Extract:

Friday, 25 January 2013

Inventing A Complete System Of Lighting - 3


  Inventing A Complete System Of Lighting - 3

 Fourth--To elaborate a system or network of conductors capable of being placed
underground or overhead, which would allow of being tapped at any intervals, so that
service wires could be run from the main conductors in the street into each building.
Where these mains went below the surface of the thoroughfare, as in large cities, there
must be protective conduit or pipe for the copper conductors, and these pipes must allow
of being tapped wherever necessary. With these conductors and pipes must also be
furnished manholes, junction-boxes, con- nections, and a host of varied paraphernalia
insuring perfect general distribution.
Fifth--To devise means for maintaining at all points in an extended area of distribution a
practically even pressure of current, so that all the lamps, wherever located, near or far
away from the central station, should give an equal light at all times, independent of the
number that might be turned on; and safeguarding the lamps against rupture by sudden
and violent fluctuations of current. There must also be means for thus regulating at the
point where the current was generated the quality or pressure of the current throughout
the whole lighting area, with devices for indicating what such pressure might actually be
at various points in the area.
Sixth--To design efficient dynamos, such not being in existence at the time, that would
convert economically the steam-power of high-speed engines into electrical energy,
together with means for connecting and disconnecting them with the exterior
consumption circuits; means for regulating, equalizing their loads, and adjusting the
number of dynamos to be used according to the fluctuating demands on the central
station. Also the arrangement of complete stations with steam and electric apparatus and
auxiliary devices for insuring their efficient and continuous operation.
Seventh--To invent devices that would prevent the current from becoming excessive
upon any conductors, causing fire or other injury; also switches for turning the current on
and off; lamp-holders, fixtures, and the like; also means and methods for establishing the
interior circuits that were to carry current to chandeliers and fixtures in buildings.

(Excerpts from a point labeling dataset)
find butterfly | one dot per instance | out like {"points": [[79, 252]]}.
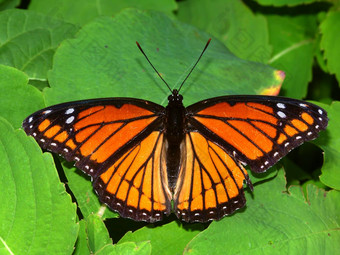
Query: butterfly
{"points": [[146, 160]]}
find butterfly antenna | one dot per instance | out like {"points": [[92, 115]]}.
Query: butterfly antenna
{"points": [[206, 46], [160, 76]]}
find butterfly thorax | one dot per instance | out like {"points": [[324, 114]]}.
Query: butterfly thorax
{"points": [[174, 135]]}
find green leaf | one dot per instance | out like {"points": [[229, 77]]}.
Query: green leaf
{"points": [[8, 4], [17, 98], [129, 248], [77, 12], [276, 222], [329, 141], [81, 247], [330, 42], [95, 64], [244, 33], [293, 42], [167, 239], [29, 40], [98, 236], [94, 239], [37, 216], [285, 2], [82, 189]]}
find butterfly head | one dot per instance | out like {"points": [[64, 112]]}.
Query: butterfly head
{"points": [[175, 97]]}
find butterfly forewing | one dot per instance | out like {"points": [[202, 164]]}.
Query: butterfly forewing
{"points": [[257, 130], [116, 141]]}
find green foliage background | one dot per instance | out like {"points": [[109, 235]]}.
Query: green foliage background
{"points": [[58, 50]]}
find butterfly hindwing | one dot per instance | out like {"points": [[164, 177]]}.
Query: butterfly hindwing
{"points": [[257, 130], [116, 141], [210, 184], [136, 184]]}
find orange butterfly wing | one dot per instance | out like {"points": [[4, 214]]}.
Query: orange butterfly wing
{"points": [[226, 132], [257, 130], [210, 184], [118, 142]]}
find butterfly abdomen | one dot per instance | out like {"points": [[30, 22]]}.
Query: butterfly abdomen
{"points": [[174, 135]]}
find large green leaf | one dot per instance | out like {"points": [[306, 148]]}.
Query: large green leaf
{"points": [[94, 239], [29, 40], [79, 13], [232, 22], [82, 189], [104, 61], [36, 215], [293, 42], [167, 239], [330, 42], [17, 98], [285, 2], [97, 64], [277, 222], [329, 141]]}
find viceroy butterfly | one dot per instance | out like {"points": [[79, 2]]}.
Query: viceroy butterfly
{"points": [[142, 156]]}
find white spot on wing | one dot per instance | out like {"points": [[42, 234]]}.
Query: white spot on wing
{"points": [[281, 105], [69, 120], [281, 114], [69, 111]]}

--

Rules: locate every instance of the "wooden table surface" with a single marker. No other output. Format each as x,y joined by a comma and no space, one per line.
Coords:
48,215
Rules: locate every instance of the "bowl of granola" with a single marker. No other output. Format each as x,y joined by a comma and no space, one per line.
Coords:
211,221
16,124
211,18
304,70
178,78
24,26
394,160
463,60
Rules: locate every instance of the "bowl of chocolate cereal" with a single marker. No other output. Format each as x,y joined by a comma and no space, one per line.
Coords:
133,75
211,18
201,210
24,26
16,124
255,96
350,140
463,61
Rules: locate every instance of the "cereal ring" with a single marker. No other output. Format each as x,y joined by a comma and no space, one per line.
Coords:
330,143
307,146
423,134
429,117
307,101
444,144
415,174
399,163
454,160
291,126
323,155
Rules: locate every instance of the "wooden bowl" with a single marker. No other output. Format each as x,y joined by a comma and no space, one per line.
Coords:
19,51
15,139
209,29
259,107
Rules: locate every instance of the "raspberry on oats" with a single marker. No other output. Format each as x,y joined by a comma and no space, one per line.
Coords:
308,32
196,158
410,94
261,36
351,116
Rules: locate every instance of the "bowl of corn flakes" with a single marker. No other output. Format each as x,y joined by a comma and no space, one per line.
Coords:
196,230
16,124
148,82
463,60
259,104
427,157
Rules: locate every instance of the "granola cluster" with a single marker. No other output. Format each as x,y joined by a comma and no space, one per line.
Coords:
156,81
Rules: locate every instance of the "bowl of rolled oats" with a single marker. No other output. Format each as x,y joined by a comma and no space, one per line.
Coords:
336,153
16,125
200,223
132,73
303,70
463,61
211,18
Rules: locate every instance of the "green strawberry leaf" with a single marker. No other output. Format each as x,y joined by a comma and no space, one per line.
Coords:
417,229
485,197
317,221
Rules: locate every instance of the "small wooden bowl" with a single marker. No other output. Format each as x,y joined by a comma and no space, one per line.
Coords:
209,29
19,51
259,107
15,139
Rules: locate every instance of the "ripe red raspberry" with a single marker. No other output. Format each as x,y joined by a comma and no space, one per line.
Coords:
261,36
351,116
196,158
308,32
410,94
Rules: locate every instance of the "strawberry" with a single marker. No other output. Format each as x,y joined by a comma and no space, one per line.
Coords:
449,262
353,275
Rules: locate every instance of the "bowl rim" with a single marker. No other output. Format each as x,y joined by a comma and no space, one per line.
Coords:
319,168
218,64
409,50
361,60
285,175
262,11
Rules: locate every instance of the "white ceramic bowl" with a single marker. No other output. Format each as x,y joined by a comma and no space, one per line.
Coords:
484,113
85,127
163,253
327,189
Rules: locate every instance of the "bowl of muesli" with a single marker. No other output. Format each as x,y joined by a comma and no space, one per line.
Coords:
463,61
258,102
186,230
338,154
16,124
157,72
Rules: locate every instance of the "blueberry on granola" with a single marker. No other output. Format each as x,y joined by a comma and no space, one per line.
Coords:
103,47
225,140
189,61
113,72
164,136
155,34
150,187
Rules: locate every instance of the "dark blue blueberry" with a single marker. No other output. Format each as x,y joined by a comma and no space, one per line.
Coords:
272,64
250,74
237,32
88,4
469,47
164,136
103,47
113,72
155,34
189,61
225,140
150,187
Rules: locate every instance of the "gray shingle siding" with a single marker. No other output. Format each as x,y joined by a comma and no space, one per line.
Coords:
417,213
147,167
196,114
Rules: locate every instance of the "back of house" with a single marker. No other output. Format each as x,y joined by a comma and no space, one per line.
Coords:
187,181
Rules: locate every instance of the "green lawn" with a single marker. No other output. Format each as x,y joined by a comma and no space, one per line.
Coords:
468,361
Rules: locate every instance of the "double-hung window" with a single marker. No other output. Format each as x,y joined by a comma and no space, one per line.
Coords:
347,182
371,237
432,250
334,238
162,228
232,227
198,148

Exercise tasks:
1. Can you reproduce the portion of the lighting system text that opens with the words containing "Friday, 25 January" and closes with "into each building.", without altering anything?
2. Which lines of the entries contain the string "leaf"? Show each of them, copied in full.

Full answers:
1.
Friday, 25 January 2013

Inventing A Complete System Of Lighting - 3


  Inventing A Complete System Of Lighting - 3

 Fourth--To elaborate a system or network of conductors capable of being placed
underground or overhead, which would allow of being tapped at any intervals, so that
service wires could be run from the main conductors in the street into each building.

2.
find green leaf | one dot per instance | out like {"points": [[229, 77]]}.
Query: green leaf
find large green leaf | one dot per instance | out like {"points": [[306, 148]]}.
Query: large green leaf
Rules: locate every instance of the "green strawberry leaf" with a single marker. No other output. Format each as x,y joined by a comma and no space, one per line.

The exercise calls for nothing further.